**SOURCE TEXT:**
□ □ □
For many, the dread of work after the weekend comes with being bored, something we associate with not having enough to do. But it is also a sign of being too busy as well.
There are also times when work activities are monotonous, a ‘must-do’ to achieve the larger picture and we all have parts of our jobs that we don’t like doing.
In some cases, understanding how to stay motivated is key to a successful and enjoyable day at the office but if, after really examining the problem you come to the conclusion the problem is not lack of motivation or boredom, you need to start thinking about what changes you could and will make.
#2 Pros & Cons, Strengths & Weaknesses…
If you know that deep-down, the Monday blues are all about the fact that you are no longer like what you do, you may decide the time is right to act.
But before you leap, you need to complete the important step of self-analysis, the skill of objective scrutiny.
Of course, the Monday Blues doesn’t mean finding a new job necessarily;
Plan A – I LOVE my job but…
If you enjoy your work maybe you have become stuck in a rut where you are doing the same thing. You don’t learn in your comfort zone but on the fringes of it.
□ □ □
Point annotations for photos:

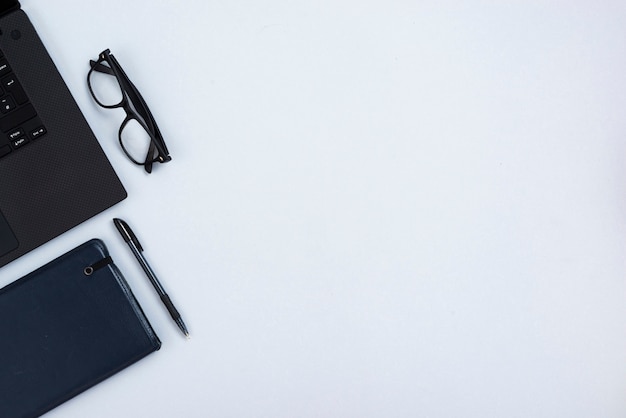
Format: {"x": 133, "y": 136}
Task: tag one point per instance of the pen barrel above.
{"x": 170, "y": 306}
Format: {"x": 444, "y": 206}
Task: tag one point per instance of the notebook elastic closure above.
{"x": 89, "y": 270}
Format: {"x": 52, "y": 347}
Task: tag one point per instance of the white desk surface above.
{"x": 374, "y": 209}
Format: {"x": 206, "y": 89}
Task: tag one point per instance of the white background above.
{"x": 374, "y": 208}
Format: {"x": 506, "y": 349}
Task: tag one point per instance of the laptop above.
{"x": 53, "y": 172}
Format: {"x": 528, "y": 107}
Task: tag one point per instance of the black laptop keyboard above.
{"x": 19, "y": 123}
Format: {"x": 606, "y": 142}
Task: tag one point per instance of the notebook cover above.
{"x": 63, "y": 331}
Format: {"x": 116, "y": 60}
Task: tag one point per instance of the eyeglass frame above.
{"x": 135, "y": 107}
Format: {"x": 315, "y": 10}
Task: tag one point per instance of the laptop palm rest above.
{"x": 8, "y": 242}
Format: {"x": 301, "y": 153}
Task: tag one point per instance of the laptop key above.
{"x": 11, "y": 85}
{"x": 36, "y": 133}
{"x": 19, "y": 142}
{"x": 6, "y": 104}
{"x": 4, "y": 67}
{"x": 17, "y": 117}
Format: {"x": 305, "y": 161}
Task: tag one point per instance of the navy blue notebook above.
{"x": 64, "y": 328}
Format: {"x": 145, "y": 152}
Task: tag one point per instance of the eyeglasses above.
{"x": 139, "y": 135}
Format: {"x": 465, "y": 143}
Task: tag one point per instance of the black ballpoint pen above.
{"x": 135, "y": 247}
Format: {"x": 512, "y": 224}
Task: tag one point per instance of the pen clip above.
{"x": 127, "y": 233}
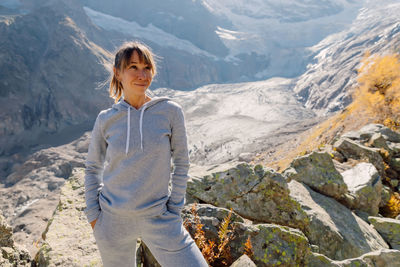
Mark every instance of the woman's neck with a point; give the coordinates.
(137, 101)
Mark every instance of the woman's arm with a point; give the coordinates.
(94, 171)
(180, 156)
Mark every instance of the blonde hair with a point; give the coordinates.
(121, 61)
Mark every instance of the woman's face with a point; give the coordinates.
(136, 77)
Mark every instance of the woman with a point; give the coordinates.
(128, 169)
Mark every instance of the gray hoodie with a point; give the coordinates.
(128, 166)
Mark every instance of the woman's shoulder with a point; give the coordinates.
(172, 104)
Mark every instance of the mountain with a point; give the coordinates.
(327, 84)
(252, 41)
(49, 75)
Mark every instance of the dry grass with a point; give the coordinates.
(392, 208)
(215, 253)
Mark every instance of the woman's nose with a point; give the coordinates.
(142, 74)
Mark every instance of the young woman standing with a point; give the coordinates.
(128, 169)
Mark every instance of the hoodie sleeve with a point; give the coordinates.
(94, 170)
(180, 156)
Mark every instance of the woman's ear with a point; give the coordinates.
(116, 73)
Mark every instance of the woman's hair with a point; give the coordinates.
(121, 61)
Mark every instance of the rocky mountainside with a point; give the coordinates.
(325, 210)
(217, 118)
(49, 72)
(327, 84)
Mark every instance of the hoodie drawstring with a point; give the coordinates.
(128, 130)
(141, 124)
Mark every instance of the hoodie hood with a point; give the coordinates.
(122, 105)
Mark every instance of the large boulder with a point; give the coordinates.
(243, 261)
(272, 244)
(364, 182)
(68, 239)
(379, 258)
(389, 230)
(338, 232)
(318, 172)
(353, 149)
(256, 193)
(11, 254)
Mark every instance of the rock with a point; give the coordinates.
(338, 232)
(379, 258)
(33, 190)
(11, 254)
(395, 164)
(271, 244)
(364, 182)
(353, 135)
(385, 196)
(246, 157)
(68, 238)
(243, 261)
(369, 130)
(256, 193)
(317, 171)
(378, 141)
(389, 230)
(351, 149)
(394, 148)
(6, 238)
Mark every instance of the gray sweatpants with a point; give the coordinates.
(164, 235)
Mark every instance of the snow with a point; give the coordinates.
(150, 32)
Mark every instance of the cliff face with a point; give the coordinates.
(327, 84)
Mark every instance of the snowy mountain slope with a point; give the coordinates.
(149, 32)
(282, 30)
(327, 84)
(224, 121)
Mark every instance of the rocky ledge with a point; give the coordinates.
(326, 209)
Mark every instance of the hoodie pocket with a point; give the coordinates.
(97, 225)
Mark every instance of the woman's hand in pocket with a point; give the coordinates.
(93, 223)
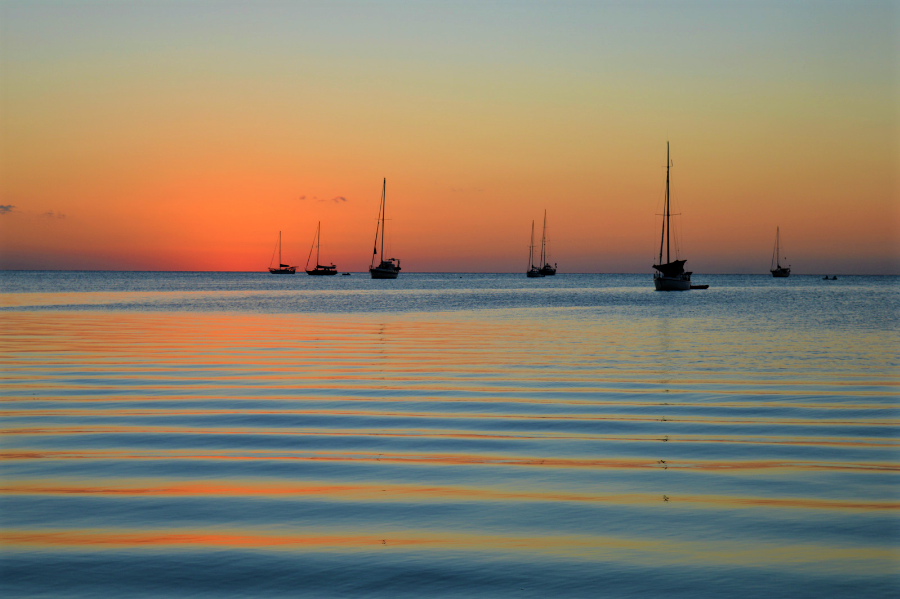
□ □ □
**STATED EXERCISE A:**
Answer these questions using the passage on the Monday blues:
(i) Besides boredom, what else can the dread of work after the weekend be a sign of?
(ii) What important step must be completed before you leap?
(iii) Where does the passage say you learn, if not in your comfort zone?
**STATED EXERCISE B:** Output the records exactly, from the line with "Mark every instance of the hoodie pocket" up to and including the final line of the records, without the pictures.

**EXERCISE RESPONSE A:**
(i) Being too busy.
(ii) Self-analysis, the skill of objective scrutiny.
(iii) On the fringes of your comfort zone.

**EXERCISE RESPONSE B:**
Mark every instance of the hoodie pocket with a point; give the coordinates.
(97, 225)
Mark every instance of the woman's hand in pocket with a point; give the coordinates.
(93, 223)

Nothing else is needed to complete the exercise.